Challenge A - Can you print the rows below word for word, beginning at the line that has "Locate the blue sky;" and stopping after the line that has "pixel 184 73", with both of those lines included?

Excerpted text -

»»

A previously working ES 9.0 query may sometimes produce a ReduceSearchPhaseException after adding new data


(Jack Key) #1

Has anyone else noticed an occasional ReduceSearchPhaseException when querying stored data?
Specifically, my query on user-defined stored fields works fine at first, but tends to break after data is inserted.
This is puzzling because nothing is logged by elasticsearch concerning any sort of error during the data upload or the queries themselves. Could the data upload invalidate an existing, previously working query? The error is difficult to reproduce consistently, because it seems to break arbitrarily.More details are below:

I uploaded via REST into an ES 9.0 cluster (deployed on EC2 with ec2_discovery and s3_gateway).

««

Challenge B - Will you output, unchanged, the part of the Elasticsearch forum post that begins at the words "(Jack Key) #1" and stops after the words "ec2_discovery and s3_gateway)."?

Rows -
»»

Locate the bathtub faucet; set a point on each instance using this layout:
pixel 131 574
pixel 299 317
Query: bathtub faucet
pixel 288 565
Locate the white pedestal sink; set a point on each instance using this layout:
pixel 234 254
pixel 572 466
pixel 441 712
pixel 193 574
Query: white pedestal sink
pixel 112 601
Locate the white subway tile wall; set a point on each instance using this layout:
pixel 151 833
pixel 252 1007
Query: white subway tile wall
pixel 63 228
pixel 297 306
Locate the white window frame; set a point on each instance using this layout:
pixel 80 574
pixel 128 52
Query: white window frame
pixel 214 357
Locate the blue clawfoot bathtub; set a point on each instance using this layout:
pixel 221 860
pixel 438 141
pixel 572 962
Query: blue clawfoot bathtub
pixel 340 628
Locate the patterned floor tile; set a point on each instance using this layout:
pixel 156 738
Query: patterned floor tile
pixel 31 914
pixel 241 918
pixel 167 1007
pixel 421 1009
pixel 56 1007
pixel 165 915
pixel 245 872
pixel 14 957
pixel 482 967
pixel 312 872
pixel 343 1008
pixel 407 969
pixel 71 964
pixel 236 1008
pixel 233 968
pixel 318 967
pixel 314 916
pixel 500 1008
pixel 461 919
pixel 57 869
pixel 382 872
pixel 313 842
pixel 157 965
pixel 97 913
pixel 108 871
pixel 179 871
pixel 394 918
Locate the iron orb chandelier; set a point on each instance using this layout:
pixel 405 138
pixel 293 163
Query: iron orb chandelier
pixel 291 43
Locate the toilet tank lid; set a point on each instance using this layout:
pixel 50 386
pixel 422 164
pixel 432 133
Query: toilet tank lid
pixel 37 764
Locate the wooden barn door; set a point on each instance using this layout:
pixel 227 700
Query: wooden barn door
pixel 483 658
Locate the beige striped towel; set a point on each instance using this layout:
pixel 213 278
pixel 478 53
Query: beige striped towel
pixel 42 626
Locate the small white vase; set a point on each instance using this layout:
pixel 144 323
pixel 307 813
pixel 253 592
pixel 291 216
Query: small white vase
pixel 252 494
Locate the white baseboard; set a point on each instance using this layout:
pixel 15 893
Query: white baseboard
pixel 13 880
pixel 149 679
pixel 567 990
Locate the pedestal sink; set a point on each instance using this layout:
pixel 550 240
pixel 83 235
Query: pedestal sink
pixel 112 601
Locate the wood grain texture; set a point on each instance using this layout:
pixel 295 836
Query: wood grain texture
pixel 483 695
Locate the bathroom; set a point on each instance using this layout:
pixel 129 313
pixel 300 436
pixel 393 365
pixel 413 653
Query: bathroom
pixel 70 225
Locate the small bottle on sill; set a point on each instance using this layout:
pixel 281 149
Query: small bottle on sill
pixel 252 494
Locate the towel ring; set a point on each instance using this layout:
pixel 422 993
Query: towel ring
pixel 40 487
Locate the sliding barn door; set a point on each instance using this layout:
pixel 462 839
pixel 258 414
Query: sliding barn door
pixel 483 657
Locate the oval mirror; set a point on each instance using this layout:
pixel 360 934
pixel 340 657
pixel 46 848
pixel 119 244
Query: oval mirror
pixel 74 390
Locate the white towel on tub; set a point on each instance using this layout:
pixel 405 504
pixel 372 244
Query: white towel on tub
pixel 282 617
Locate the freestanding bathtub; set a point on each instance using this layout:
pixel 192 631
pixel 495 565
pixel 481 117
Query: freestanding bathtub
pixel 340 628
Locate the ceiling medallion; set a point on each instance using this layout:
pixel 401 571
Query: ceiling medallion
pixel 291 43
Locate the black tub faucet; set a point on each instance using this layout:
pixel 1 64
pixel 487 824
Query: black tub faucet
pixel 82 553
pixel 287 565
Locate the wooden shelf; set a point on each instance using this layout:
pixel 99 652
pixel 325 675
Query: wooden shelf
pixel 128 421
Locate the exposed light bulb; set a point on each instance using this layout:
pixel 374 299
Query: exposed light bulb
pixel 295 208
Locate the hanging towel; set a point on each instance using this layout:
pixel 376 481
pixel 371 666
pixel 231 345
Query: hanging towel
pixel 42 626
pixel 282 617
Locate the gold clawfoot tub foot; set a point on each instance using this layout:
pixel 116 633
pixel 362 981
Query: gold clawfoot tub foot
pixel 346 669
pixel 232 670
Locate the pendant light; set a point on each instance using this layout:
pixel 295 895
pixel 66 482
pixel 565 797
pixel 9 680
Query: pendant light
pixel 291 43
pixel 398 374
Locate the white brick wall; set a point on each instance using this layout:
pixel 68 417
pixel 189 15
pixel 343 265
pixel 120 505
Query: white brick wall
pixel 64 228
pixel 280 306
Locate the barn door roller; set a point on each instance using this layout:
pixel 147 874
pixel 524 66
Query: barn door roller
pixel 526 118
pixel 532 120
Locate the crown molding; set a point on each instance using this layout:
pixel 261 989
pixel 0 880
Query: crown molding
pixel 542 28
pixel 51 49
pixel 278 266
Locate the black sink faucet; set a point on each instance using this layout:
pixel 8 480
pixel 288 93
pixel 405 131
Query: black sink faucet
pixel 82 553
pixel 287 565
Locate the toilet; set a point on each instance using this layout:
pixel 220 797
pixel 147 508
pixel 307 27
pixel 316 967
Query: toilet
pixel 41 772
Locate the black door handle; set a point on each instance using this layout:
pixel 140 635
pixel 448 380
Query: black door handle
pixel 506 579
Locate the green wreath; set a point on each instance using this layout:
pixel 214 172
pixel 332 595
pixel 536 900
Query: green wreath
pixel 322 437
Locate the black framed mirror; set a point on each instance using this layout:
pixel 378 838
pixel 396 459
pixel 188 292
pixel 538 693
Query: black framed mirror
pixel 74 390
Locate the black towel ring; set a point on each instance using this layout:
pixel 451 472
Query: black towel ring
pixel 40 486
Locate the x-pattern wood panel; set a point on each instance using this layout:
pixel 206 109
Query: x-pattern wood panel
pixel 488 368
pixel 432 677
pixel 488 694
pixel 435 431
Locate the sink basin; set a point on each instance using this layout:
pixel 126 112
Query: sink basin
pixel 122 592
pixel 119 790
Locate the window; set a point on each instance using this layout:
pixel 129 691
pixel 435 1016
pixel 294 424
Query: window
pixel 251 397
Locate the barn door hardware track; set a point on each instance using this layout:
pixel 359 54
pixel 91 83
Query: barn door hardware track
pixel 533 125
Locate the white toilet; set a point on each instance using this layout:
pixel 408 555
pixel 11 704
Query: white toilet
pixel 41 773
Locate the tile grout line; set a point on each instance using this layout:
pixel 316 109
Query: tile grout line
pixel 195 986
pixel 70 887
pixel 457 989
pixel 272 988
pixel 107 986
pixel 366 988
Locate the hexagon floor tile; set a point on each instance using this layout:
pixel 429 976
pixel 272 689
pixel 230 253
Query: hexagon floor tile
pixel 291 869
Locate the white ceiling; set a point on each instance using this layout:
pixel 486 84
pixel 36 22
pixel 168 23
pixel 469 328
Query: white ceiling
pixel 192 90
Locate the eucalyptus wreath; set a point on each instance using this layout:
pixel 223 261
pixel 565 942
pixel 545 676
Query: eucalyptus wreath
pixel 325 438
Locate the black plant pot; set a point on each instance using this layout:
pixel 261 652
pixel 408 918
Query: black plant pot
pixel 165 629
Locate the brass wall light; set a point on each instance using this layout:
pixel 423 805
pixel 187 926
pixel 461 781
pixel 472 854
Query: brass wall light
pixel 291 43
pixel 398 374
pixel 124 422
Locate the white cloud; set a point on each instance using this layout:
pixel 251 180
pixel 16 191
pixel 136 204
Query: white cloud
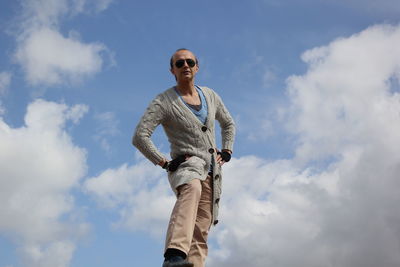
pixel 39 165
pixel 334 204
pixel 47 56
pixel 140 193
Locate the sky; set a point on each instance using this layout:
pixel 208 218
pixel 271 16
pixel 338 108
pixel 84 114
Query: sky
pixel 313 87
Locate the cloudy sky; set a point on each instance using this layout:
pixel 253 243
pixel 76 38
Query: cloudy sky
pixel 314 88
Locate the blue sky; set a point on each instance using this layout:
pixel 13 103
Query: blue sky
pixel 312 85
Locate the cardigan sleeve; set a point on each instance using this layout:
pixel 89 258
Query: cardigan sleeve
pixel 226 122
pixel 153 116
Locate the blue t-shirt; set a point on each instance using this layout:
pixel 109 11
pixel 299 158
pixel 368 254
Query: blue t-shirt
pixel 203 112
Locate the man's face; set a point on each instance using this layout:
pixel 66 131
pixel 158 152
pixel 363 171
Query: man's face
pixel 184 73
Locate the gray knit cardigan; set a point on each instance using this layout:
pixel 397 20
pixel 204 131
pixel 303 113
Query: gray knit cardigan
pixel 187 135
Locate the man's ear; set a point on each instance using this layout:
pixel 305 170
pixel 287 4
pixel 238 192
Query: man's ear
pixel 173 73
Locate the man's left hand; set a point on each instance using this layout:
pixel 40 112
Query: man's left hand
pixel 223 156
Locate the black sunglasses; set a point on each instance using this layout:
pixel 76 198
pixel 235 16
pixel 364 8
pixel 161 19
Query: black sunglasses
pixel 179 63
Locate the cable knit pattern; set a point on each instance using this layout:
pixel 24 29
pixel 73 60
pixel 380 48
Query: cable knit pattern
pixel 187 135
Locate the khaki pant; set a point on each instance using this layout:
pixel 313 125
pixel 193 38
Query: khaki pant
pixel 191 220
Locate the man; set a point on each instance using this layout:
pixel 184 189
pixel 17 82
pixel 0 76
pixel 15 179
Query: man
pixel 187 113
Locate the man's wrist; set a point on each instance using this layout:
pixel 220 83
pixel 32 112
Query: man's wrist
pixel 225 155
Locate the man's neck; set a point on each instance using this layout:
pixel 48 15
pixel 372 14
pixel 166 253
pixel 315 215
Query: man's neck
pixel 186 88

««

Written answer A -
Locate the blue sky; set a point on each instance using this layout:
pixel 13 103
Query: blue sky
pixel 312 85
Locate the cardigan sleeve; set a point on each instance using this layout:
pixel 89 258
Query: cardigan sleeve
pixel 226 122
pixel 153 116
Locate the blue t-shirt; set a point on each instance using this layout:
pixel 109 11
pixel 299 158
pixel 368 254
Query: blue t-shirt
pixel 203 112
Locate the man's face; set a point on each instance using this layout:
pixel 66 131
pixel 158 152
pixel 363 171
Query: man's face
pixel 184 73

Written answer B -
(Jack Key) #1

Has anyone else noticed an occasional ReduceSearchPhaseException when querying stored data?
Specifically, my query on user-defined stored fields works fine at first, but tends to break after data is inserted.
This is puzzling because nothing is logged by elasticsearch concerning any sort of error during the data upload or the queries themselves. Could the data upload invalidate an existing, previously working query? The error is difficult to reproduce consistently, because it seems to break arbitrarily.More details are below:

I uploaded via REST into an ES 9.0 cluster (deployed on EC2 with ec2_discovery and s3_gateway).